# XC to trail/all mountain bike. Geometry help....Commencal or Santa Cruz ????



## camp23 (Oct 23, 2021)

Hi All,
I'm finally upgrading from my 2013 Specialized Carve expert 29er. I have decided to go full suspension and want to get more into trail riding.
I'm 5'9, 31" inseam.
I have two local bike I have my eye on....
2020 Santa Cruz 5010 alloy 27.5 (M)
2021 Commencal Meta TR 29 (L)
I took the SC for a ride today and was surprised at the difference in a modern all mtn bike vs my 8yr old full xc bike. The bike felt short with wild headtube angles. I felt comfortable just a different riding experience. Later this week I will test the Commencal, I heard they are longer bikes and it is an L frame instead of the SC M.
Anyone have experience with these ?

Anyone else come from full XC bike ? What frame geometry worked best coming from the XC style bikes ?


----------



## Loll (May 2, 2006)

**LISTED ENTRIES**.
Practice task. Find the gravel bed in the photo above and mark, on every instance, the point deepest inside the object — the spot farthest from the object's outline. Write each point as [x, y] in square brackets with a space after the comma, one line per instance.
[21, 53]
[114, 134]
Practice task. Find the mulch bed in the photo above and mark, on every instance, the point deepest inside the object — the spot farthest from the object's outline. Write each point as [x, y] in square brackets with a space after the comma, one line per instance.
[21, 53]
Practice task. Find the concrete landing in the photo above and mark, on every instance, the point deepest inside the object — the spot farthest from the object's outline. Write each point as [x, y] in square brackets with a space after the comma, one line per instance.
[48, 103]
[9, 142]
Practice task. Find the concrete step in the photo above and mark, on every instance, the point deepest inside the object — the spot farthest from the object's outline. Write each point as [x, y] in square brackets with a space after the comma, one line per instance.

**EXERCISES**.
A: From the forum thread about moving from an XC bike to a trail bike, extract the passage starting at "I took the SC" and ending at "of the SC M.".
B: In the forum thread about moving from an XC bike to a trail bike, what frame size is the 2021 Commencal Meta TR 29 that the poster is considering?
C: Continue the forum thread about moving from an XC bike to a trail bike from the point where it stops.

**EXERCISE ANSWERS**.
A:
I took the SC for a ride today and was surprised at the difference in a modern all mtn bike vs my 8yr old full xc bike. The bike felt short with wild headtube angles. I felt comfortable just a different riding experience. Later this week I will test the Commencal, I heard they are longer bikes and it is an L frame instead of the SC M.

B: Large (L).

C:
Note the 5010 is more like a bmx bike for some people. It jumps and manual just like one too. Many use it to shoot videos that you see online, the 50 to 01 crew for one.


----------



## camp23 (Oct 23, 2021)

Loll said:


> Note the 5010 is more like a bmx bike for some people. It jumps and manual just like one too. Many use it to shoot videos that you see online, the 50 to 01 crew for one.


I agree it’s bmx like. I like that feeling on the trails but was wondering how that would
Translate when I take it for a 30-40km flat road with my wife ?


----------



## Loll (May 2, 2006)

i dont own one, but know people that race xc on it just fine. They are junior riders though.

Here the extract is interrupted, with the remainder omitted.